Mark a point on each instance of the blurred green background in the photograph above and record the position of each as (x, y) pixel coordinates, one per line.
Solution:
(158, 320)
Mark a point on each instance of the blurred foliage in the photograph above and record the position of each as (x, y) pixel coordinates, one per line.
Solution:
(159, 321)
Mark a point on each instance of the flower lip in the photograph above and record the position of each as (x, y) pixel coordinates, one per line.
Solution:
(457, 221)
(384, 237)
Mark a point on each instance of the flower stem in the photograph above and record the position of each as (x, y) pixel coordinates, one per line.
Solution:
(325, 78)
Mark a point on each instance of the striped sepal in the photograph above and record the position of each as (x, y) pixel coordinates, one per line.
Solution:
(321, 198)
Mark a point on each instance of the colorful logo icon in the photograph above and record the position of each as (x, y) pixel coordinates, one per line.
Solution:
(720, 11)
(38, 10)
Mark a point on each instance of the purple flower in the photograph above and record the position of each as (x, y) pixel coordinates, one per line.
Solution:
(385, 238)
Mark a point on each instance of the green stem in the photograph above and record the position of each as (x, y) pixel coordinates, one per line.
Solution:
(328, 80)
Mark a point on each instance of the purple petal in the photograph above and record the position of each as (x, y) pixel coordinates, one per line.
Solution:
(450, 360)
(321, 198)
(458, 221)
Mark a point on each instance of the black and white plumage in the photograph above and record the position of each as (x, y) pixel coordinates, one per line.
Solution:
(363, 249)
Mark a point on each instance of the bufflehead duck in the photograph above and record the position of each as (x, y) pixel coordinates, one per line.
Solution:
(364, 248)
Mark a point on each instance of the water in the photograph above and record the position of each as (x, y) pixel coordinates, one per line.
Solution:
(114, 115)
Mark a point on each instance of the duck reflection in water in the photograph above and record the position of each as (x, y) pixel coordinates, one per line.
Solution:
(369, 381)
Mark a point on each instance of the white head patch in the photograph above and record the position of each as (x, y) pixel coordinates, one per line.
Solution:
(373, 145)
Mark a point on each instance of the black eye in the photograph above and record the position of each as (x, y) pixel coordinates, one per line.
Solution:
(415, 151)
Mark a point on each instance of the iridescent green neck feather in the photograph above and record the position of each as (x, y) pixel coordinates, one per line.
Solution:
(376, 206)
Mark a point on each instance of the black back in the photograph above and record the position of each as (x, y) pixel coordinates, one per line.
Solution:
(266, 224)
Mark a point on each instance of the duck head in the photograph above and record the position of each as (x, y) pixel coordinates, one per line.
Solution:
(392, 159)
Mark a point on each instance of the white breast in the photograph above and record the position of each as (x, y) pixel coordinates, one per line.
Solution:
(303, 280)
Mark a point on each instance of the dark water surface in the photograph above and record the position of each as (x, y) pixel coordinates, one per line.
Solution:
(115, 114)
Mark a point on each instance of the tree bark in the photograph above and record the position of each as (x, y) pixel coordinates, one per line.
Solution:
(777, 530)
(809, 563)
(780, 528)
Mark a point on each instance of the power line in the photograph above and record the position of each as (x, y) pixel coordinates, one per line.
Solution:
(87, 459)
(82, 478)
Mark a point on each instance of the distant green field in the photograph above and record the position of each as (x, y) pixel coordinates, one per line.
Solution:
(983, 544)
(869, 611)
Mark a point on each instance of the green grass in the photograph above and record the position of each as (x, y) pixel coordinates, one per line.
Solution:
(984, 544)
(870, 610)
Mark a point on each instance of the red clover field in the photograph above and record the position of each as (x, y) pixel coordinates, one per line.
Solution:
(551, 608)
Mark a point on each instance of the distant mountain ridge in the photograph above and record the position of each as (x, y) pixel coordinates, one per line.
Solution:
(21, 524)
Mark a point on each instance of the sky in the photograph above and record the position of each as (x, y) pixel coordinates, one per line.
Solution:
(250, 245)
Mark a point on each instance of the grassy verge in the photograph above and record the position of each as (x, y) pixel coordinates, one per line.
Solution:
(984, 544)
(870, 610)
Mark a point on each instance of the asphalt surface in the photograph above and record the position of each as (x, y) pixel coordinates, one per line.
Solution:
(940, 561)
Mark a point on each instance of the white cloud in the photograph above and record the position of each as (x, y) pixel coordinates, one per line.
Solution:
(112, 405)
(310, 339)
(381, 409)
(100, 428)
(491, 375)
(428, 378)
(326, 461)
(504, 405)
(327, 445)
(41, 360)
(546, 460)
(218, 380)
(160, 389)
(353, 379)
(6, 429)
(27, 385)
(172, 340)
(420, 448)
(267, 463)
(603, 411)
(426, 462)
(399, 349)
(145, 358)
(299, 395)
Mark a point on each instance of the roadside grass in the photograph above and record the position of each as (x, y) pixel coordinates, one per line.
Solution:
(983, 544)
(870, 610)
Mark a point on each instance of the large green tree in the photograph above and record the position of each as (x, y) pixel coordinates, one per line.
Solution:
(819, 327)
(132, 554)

Objective: Your task is to reproduce all of the records exactly.

Exercise result:
Mark a point on each instance of the blurred green background in the photograph above and record the position of each as (x, y) pixel coordinates, one per line.
Solution:
(158, 320)
Mark a point on each instance of the blurred foliage in the photograph above and record the position of each as (x, y) pixel coordinates, one per line.
Solution:
(159, 321)
Mark a point on each instance of the flower lip in the photograph above and record the position of each as (x, y) pixel coordinates, one per line.
Solution:
(457, 221)
(384, 237)
Mark a point on each instance of the flower stem in the photograph above and record the position of each as (x, y) pixel coordinates, one per line.
Solution:
(325, 78)
Mark a point on each instance of the striped sepal in the photograph above and record the position of each as (x, y) pixel coordinates, one per line.
Solution:
(321, 198)
Mark a point on each instance of the colorful logo icon in the photograph above and record the position of each as (x, y) pixel coordinates, one per line.
Solution:
(720, 11)
(38, 10)
Mark a point on each instance of the purple flower in the photograph above and record the position of each as (x, y) pixel coordinates, one per line.
Solution:
(385, 238)
Mark a point on each instance of the green stem in the photograph above and record the position of each as (x, y) pixel coordinates, one per line.
Solution:
(328, 80)
Mark a point on each instance of the purple petal in the photograph above and record the position of each as (x, y) pixel coordinates, one per line.
Solution:
(450, 360)
(321, 198)
(458, 221)
Mark a point on each instance of the black and white plumage in the photograph above and record the position of each as (x, y) pixel coordinates, one per line.
Solution:
(363, 249)
Mark a point on each instance of the bufflehead duck in the photograph above and record the position of each as (x, y) pixel coordinates, one per line.
Solution:
(364, 248)
Mark a point on each instance of the water in the photograph above and record the position of each as (x, y) pixel coordinates, one per line.
Solution:
(114, 115)
Mark a point on each instance of the duck reflection in water in the photograph above and record the position of each as (x, y) pixel coordinates, one per line.
Solution:
(369, 381)
Mark a point on each instance of the white head patch in the photograph above and record the position of each as (x, y) pixel coordinates, one per line.
Solution:
(373, 145)
Mark a point on each instance of the black eye in the photograph above and record the position of each as (x, y) pixel coordinates, one per line.
Solution:
(415, 151)
Mark a point on each instance of the iridescent green neck feather in the photograph above and record the position of each as (x, y) pixel coordinates, one per line.
Solution:
(376, 206)
Mark a point on each instance of the black back in the photograph above and record the position of each as (x, y) pixel coordinates, one per line.
Solution:
(266, 224)
Mark a point on each instance of the duck head in the photograph above and record the position of each as (x, y) pixel coordinates, one per line.
Solution:
(392, 159)
Mark a point on each instance of the white breast in the photograph above and record the position of each as (x, y) pixel coordinates, one per line.
Solution:
(303, 280)
Mark a point on each instance of the dark water surface in the photograph above and record the position of each as (x, y) pixel coordinates, one per line.
Solution:
(115, 114)
Mark a point on each instance of the tree bark in the photograph above and record the position of each as (x, y) pixel coordinates, one per line.
Solution:
(777, 530)
(809, 563)
(780, 528)
Mark a point on each instance of the power line in the photograph above and record the position of each as (x, y) pixel coordinates, one per line.
Solution:
(87, 459)
(82, 478)
Mark a point on each instance of the distant green field in the photograph above and record the position of each as (x, y) pixel coordinates, one per line.
Solution:
(983, 544)
(869, 611)
Mark a point on each instance of the green grass in the photograph above and record the position of each as (x, y) pixel coordinates, one per line.
Solution:
(984, 544)
(870, 610)
Mark a point on each instance of the red clover field in the photograph above and record the position of each as (x, y) pixel coordinates, one per line.
Solution:
(551, 608)
Mark a point on each instance of the distant mountain ridge in the photograph above and record the position of each as (x, y) pixel coordinates, one per line.
Solution:
(21, 524)
Mark a point on each instance of the sky in the photograph above and record the position of each as (x, y) pixel coordinates, one per line.
Solution:
(250, 245)
Mark a point on each instance of the grassy verge in the photograph above and record the position of each as (x, y) pixel coordinates, one per line.
Solution:
(984, 544)
(870, 610)
Mark a point on each instance of the asphalt surface in the photograph above and record the position of each as (x, y) pixel coordinates, one per line.
Solution:
(940, 561)
Mark a point on each instance of the white cloud in the photograph above and record the position of each as (x, y) pixel coordinates, one per line.
Solution:
(112, 405)
(310, 339)
(381, 409)
(100, 428)
(491, 375)
(428, 378)
(326, 461)
(504, 405)
(327, 445)
(41, 360)
(546, 460)
(218, 380)
(160, 389)
(353, 379)
(6, 429)
(27, 385)
(172, 340)
(420, 448)
(267, 463)
(603, 411)
(426, 462)
(399, 349)
(145, 358)
(299, 395)
Mark a point on each instance of the roadside grass in the photograph above and record the position of each as (x, y) pixel coordinates, one per line.
Solution:
(983, 544)
(870, 610)
Mark a point on each instance of the large green tree in the photograph above and record the position of each as (x, y) pixel coordinates, one per line.
Solution:
(819, 327)
(132, 554)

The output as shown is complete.